> **SHORT TASK**
Rewrite the records below so that each "single dot" becomes "single point", with every other word left unchanged.

> **EXERCISE INPUT**

════════════════════

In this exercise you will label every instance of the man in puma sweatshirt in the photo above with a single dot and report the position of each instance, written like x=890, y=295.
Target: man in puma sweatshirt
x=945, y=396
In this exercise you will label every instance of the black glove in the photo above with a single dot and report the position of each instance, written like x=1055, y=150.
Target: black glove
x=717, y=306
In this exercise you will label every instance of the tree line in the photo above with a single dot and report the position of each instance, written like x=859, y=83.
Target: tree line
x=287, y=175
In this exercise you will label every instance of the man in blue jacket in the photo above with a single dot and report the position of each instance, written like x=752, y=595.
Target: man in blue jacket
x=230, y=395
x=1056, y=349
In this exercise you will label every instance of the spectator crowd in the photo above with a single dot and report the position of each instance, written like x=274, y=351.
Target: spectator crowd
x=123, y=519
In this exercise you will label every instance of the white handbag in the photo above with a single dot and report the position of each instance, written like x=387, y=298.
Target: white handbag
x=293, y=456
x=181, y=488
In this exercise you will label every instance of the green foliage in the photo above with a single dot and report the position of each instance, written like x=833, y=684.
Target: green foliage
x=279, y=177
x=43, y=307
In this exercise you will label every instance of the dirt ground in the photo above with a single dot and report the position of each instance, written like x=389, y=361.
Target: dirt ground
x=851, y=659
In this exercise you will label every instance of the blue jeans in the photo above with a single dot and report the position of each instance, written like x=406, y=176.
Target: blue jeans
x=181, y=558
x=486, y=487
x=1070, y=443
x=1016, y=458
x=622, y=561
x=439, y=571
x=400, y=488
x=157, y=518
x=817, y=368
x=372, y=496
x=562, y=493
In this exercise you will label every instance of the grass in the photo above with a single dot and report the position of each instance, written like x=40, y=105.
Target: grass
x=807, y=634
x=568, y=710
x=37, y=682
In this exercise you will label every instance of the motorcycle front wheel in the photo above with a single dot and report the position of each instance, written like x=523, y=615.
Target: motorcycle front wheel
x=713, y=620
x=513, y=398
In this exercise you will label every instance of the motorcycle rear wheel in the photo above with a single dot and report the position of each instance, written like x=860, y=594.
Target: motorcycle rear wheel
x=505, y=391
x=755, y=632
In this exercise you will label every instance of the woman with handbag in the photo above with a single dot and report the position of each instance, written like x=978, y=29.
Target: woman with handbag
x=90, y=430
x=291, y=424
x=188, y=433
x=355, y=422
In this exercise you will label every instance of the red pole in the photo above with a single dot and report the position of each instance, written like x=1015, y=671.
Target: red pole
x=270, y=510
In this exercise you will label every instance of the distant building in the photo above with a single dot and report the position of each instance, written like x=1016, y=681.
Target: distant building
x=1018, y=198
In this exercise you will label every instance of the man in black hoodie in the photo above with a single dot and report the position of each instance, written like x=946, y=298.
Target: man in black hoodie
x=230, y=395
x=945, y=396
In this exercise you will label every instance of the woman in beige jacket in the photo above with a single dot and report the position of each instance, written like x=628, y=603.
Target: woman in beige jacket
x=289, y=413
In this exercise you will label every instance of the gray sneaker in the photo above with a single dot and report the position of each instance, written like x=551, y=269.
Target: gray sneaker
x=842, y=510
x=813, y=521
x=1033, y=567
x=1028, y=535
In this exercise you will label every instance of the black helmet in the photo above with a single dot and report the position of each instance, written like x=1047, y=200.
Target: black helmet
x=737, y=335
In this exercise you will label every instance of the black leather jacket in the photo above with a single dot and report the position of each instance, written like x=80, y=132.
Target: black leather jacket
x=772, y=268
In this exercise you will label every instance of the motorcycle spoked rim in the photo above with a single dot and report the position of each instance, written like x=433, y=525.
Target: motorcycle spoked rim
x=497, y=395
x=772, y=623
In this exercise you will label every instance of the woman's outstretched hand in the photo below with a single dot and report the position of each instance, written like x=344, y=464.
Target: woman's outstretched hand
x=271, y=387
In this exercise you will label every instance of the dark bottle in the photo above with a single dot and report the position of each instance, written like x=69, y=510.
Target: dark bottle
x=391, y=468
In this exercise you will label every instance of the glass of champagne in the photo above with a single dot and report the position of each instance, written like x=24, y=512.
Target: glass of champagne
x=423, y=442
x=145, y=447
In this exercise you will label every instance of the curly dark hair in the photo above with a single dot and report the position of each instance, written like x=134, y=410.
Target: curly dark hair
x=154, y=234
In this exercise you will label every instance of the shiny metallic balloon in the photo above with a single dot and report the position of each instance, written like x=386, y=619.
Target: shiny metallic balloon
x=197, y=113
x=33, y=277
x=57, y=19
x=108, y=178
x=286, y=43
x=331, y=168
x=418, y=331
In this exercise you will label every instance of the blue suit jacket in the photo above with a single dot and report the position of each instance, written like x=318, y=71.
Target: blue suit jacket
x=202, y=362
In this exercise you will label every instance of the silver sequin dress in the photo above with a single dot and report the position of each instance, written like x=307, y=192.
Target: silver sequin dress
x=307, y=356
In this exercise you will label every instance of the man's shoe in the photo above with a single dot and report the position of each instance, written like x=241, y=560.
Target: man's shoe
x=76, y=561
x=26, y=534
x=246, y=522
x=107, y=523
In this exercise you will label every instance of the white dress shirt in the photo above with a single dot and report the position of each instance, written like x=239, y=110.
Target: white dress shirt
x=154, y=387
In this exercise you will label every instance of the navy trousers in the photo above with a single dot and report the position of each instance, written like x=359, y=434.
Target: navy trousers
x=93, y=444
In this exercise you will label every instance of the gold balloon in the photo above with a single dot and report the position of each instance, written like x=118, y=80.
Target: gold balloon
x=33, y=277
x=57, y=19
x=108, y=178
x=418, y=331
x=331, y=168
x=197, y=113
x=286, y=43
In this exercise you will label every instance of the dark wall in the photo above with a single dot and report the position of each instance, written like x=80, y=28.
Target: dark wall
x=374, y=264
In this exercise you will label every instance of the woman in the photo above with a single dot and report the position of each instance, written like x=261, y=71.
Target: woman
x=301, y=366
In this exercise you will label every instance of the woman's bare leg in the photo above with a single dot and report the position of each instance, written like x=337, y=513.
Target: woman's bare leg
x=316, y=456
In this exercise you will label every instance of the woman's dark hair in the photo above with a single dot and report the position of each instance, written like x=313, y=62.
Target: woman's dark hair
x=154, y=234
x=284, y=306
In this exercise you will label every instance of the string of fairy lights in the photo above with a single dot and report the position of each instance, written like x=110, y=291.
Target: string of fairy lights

════════════════════

> **EXERCISE SOLUTION**
In this exercise you will label every instance of the man in puma sweatshirt in the photo above with a single point and report the position of each instance, written like x=890, y=295.
Target: man in puma sweatshirt
x=945, y=396
In this exercise you will label every instance of the black glove in the photo above with a single point and report the position of each instance, written like x=1055, y=150.
Target: black glove
x=717, y=306
In this exercise you will label every instance of the tree line in the photo above with a single point and report the position of each instance, written like x=859, y=83.
Target: tree line
x=287, y=175
In this exercise you will label every instance of the man in blue jacket in the photo above with a single point and report the position of each instance, written like x=752, y=595.
Target: man in blue jacket
x=230, y=395
x=1056, y=349
In this exercise you will label every instance of the spectator crowd in the photo above with a single point and report the position of each instance, written like x=274, y=351.
Target: spectator crowd
x=123, y=519
In this exercise you will label every instance of the white handbag in the photo above with a single point and report the position of each instance, written like x=387, y=298.
Target: white handbag
x=293, y=456
x=181, y=488
In this exercise you will label every instance of the green foliage in the photo above with a single point and report the position of each instance, written like x=833, y=684.
Target: green foliage
x=279, y=177
x=43, y=307
In this exercise you will label every instance of the dirt ground in the photo above with a single point and report the position of each instance, written like x=389, y=361.
Target: dirt ground
x=851, y=659
In this exercise you will label every instance of the blue jeans in the photo above with a single point and report the position of each instance, written like x=406, y=176.
Target: blue jeans
x=181, y=558
x=486, y=487
x=1070, y=443
x=1016, y=458
x=622, y=561
x=439, y=571
x=400, y=488
x=157, y=518
x=817, y=368
x=372, y=496
x=562, y=493
In this exercise you will label every instance of the grass in the photo above with a single point and report the position of each instance, written like x=40, y=105.
Target: grass
x=807, y=634
x=568, y=710
x=37, y=682
In this exercise you will label every instance of the motorcycle front wheel in the photo above with a single point and report the position of each instance, written like x=523, y=615.
Target: motorcycle front wheel
x=713, y=620
x=513, y=398
In this exercise you will label every instance of the motorcycle rear wheel in the photo above with a single point and report the position of each instance, written like x=860, y=594.
Target: motorcycle rear wheel
x=505, y=391
x=755, y=632
In this exercise you will label every instance of the woman with handbag in the photo above with a single point and report the position of each instance, written like x=978, y=29.
Target: woman with handbag
x=90, y=430
x=291, y=424
x=188, y=433
x=355, y=422
In this exercise you will label every instance of the red pole in the photo above with a single point and report the position of each instance, written like x=1015, y=671.
Target: red pole
x=270, y=510
In this exercise you will label every instance of the distant building in the photo above with a single point and report the position of each instance, written like x=1016, y=681.
Target: distant building
x=1018, y=198
In this exercise you will label every instance of the man in black hoodie in the photo above with a single point and report the position of each instance, written like x=946, y=298.
Target: man in black hoodie
x=230, y=395
x=945, y=396
In this exercise you will label every instance of the woman in beige jacket in the photo above with a single point and report the position of each instance, written like x=628, y=603.
Target: woman in beige jacket
x=289, y=413
In this exercise you will label every instance of the gray sneaker in the photo above with a single point and report the position of each instance, written like x=551, y=269.
Target: gray sneaker
x=842, y=510
x=813, y=521
x=1033, y=567
x=1028, y=535
In this exercise you will label every instance of the black helmet in the photo above with a single point and report the position of each instance, written like x=1047, y=200.
Target: black helmet
x=737, y=335
In this exercise you will label every instance of the black leather jacket in the photo above with a single point and report the position of each instance, written like x=80, y=132.
Target: black leather jacket
x=772, y=268
In this exercise you will label every instance of the motorcycle spoked rim in the photo above with a single point and report the position of each instance, written like x=433, y=525.
Target: motorcycle spoked rim
x=497, y=395
x=772, y=623
In this exercise you will label every instance of the woman's outstretched hand in the photo below with a single point and report the position of each instance, written like x=344, y=464.
Target: woman's outstretched hand
x=271, y=387
In this exercise you will label every instance of the dark bottle in the photo above with a single point and report the position of each instance, written like x=69, y=510.
Target: dark bottle
x=391, y=468
In this exercise you will label every instance of the glass of champagne in the photo above with a single point and report the position of each instance, written like x=24, y=512.
Target: glass of champagne
x=423, y=442
x=145, y=447
In this exercise you will label every instance of the curly dark hair in the photo above with a single point and report the position of each instance, written like x=134, y=410.
Target: curly dark hair
x=154, y=234
In this exercise you will label every instance of the shiny metallic balloon in the photo above with a single point and report the position of each instance, written like x=386, y=619.
Target: shiny metallic balloon
x=197, y=113
x=33, y=277
x=57, y=19
x=108, y=178
x=286, y=43
x=331, y=168
x=418, y=331
In this exercise you will label every instance of the blue suit jacket in the photo above with a single point and report the position of each instance, written like x=318, y=71.
Target: blue suit jacket
x=202, y=362
In this exercise you will label every instance of the silver sequin dress in the photo above with a single point and report the position of each instance, written like x=307, y=192.
Target: silver sequin dress
x=307, y=356
In this exercise you will label every instance of the man's shoe in the photo above with a single point and report the position of each instance, written like x=241, y=560.
Target: man's shoe
x=76, y=561
x=26, y=534
x=246, y=522
x=107, y=523
In this exercise you will label every instance of the white dress shirt in the photo above with a single point and report the position of each instance, written like x=239, y=110.
Target: white dress shirt
x=154, y=387
In this exercise you will label every instance of the navy trousers in the photo above with a single point and report the position of each instance, written like x=359, y=434.
Target: navy trousers
x=93, y=444
In this exercise you will label every instance of the gold balloon in the photo above with a single point and report the position of each instance, written like x=118, y=80.
Target: gold balloon
x=33, y=277
x=57, y=19
x=108, y=178
x=418, y=331
x=331, y=168
x=197, y=113
x=286, y=43
In this exercise you will label every instance of the dark wall in the photo above with a single point and report the position of each instance, written like x=80, y=28.
Target: dark wall
x=374, y=264
In this exercise you will label every instance of the woman in the photo above with a single point and report the position of each instance, written like x=261, y=71.
Target: woman
x=301, y=366
In this exercise you will label every instance of the woman's bare leg in the photo above with a single point and report the position of each instance, written like x=337, y=513.
Target: woman's bare leg
x=316, y=456
In this exercise you will label every instance of the woman's dark hair in the photo above with a single point and report the position of each instance, written like x=313, y=62.
Target: woman's dark hair
x=154, y=234
x=284, y=306
In this exercise you will label every instance of the string of fairy lights in the photo above with a single point and report the position of each instance, written like x=110, y=291.
Target: string of fairy lights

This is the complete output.